[Stored data entries]
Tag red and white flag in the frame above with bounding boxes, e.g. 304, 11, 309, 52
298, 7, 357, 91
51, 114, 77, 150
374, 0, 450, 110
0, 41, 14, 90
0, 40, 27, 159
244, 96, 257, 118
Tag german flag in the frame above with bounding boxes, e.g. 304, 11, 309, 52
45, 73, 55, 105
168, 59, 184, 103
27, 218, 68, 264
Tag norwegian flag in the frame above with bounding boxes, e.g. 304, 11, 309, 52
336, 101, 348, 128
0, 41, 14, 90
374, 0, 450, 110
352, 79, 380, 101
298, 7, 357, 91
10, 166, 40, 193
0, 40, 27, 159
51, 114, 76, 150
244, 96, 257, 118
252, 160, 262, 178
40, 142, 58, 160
* * *
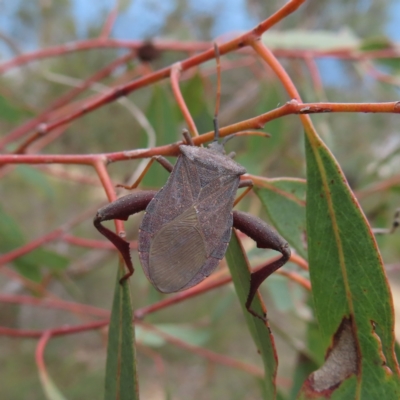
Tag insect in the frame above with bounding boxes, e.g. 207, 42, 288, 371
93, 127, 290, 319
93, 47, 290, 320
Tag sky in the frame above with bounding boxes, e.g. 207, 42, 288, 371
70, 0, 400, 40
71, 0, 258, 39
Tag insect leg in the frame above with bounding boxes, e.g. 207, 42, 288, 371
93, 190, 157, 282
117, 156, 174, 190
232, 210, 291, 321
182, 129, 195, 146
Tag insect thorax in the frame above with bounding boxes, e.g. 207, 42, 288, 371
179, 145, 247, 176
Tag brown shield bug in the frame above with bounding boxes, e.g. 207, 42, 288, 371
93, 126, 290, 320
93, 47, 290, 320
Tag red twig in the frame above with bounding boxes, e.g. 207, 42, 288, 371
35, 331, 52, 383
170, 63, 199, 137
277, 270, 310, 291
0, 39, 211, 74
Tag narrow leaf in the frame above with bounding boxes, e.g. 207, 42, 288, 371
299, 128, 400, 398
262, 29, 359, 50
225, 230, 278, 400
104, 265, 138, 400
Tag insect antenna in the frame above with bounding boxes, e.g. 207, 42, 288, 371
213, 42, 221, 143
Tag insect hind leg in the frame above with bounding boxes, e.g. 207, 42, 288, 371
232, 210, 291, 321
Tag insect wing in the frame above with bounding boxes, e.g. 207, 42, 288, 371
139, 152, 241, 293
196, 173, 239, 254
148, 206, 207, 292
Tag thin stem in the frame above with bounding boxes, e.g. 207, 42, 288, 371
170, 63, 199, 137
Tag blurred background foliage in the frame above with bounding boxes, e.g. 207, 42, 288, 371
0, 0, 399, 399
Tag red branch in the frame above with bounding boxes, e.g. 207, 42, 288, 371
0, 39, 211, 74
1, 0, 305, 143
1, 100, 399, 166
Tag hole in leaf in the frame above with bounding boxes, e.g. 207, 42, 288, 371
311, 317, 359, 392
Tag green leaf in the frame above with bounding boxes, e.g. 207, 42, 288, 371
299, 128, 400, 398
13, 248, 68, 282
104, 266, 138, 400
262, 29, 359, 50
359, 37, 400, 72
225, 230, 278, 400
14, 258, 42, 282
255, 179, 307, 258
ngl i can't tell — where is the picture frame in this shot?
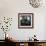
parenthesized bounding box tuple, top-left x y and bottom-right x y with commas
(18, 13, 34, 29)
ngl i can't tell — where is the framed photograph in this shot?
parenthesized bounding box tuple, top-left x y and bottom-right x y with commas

* Task statement *
Using the entries above, return each line that includes the word "this".

* Task answer *
ngl i can't tell — where is the picture frame in this shot?
ngl i can't tell — where is the framed photograph in this shot?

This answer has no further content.